» **Dataset rows**:
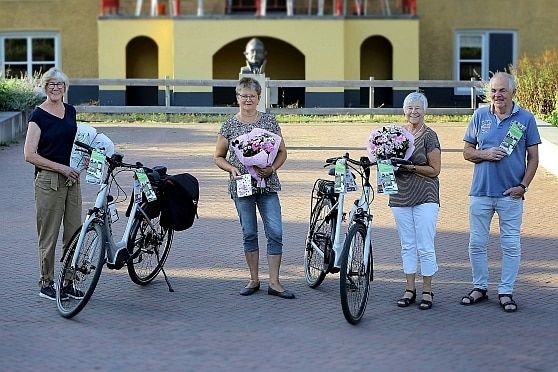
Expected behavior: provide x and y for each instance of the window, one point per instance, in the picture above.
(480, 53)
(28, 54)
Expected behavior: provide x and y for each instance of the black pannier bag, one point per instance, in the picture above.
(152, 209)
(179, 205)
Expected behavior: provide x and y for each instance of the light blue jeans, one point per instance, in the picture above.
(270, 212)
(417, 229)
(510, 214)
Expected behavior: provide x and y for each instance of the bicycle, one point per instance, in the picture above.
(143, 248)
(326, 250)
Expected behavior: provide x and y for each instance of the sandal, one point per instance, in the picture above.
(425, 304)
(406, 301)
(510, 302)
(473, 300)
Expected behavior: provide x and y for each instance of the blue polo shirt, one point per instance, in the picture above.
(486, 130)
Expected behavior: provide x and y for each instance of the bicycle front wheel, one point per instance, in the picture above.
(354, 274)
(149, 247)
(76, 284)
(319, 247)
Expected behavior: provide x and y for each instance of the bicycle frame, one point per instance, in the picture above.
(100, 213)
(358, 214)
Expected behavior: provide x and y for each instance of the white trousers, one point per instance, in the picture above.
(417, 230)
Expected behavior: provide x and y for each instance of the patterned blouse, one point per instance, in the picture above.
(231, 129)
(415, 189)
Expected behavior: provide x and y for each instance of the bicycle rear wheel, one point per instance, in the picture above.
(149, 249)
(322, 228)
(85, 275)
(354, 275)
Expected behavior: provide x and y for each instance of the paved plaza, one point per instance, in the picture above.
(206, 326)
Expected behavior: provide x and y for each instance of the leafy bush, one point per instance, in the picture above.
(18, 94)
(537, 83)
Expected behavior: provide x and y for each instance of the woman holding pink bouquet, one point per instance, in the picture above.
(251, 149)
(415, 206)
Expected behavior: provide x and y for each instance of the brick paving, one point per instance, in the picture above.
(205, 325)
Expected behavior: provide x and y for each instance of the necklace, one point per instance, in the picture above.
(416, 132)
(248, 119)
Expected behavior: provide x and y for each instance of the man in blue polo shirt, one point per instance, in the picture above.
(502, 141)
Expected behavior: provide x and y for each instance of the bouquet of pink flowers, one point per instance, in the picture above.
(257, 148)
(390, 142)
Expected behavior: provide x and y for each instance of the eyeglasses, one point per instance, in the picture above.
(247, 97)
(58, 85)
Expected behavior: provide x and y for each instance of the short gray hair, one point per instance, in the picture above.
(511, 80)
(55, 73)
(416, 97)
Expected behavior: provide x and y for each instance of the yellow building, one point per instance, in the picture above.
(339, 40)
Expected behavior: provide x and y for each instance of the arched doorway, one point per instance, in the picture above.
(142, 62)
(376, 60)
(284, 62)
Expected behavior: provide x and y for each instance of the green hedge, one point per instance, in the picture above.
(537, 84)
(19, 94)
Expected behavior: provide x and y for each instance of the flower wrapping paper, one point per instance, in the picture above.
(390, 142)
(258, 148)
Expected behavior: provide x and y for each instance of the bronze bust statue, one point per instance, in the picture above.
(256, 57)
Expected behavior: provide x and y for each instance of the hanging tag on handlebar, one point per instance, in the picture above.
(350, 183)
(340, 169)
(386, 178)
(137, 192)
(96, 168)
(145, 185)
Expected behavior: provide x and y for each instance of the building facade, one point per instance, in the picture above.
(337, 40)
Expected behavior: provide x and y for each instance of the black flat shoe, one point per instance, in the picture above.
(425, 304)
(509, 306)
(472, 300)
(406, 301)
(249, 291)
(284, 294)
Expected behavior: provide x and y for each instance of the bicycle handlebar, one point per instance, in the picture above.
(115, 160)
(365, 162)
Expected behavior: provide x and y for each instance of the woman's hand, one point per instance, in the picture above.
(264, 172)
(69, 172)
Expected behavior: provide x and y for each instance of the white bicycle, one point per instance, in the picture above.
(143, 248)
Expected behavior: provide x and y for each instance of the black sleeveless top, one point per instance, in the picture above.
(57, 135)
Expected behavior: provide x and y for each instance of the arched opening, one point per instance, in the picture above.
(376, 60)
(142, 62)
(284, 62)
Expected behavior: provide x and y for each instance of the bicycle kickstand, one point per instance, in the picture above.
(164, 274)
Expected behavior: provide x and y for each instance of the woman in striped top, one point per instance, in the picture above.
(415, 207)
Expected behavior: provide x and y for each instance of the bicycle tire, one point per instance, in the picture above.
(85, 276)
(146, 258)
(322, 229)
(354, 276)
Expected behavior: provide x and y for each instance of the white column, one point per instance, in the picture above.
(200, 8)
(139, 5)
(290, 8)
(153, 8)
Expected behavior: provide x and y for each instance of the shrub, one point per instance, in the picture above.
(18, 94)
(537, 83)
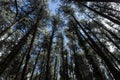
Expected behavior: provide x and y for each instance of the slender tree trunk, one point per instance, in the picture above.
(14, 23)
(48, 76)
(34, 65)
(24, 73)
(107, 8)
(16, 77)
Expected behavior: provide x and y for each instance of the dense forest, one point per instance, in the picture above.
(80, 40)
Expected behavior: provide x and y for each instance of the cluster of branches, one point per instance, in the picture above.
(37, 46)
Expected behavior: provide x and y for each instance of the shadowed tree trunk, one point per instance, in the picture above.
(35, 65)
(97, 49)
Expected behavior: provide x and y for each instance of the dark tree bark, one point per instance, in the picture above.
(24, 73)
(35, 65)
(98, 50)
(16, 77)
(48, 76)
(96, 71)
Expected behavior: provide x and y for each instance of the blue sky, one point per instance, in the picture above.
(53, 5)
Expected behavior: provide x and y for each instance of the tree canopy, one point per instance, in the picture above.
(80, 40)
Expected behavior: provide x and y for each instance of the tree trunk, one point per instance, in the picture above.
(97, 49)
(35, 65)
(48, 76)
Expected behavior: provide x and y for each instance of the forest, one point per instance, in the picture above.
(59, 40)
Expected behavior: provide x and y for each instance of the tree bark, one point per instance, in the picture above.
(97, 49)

» **Instructions for the task**:
Carry over every line in the stretch from the line containing "tree canopy, one" through the last line of the items, both ends included. Keep each request as it stands and add 53 to every coordinate in the answers.

» **Solution for this problem**:
Expected behavior: provide x and y for each instance of the tree canopy, one point per instance, in the picture above.
(133, 93)
Expected behavior: provide x and y for each instance of the tree trunk, one point per instance, in the picture above.
(150, 102)
(88, 118)
(101, 129)
Expected behavior: provide x and y for each instance of the forest, one point per instance, in the picture above.
(112, 93)
Expected behavior: provide x and y for each instance of the tree bark, one point per instance, in the picture above.
(150, 102)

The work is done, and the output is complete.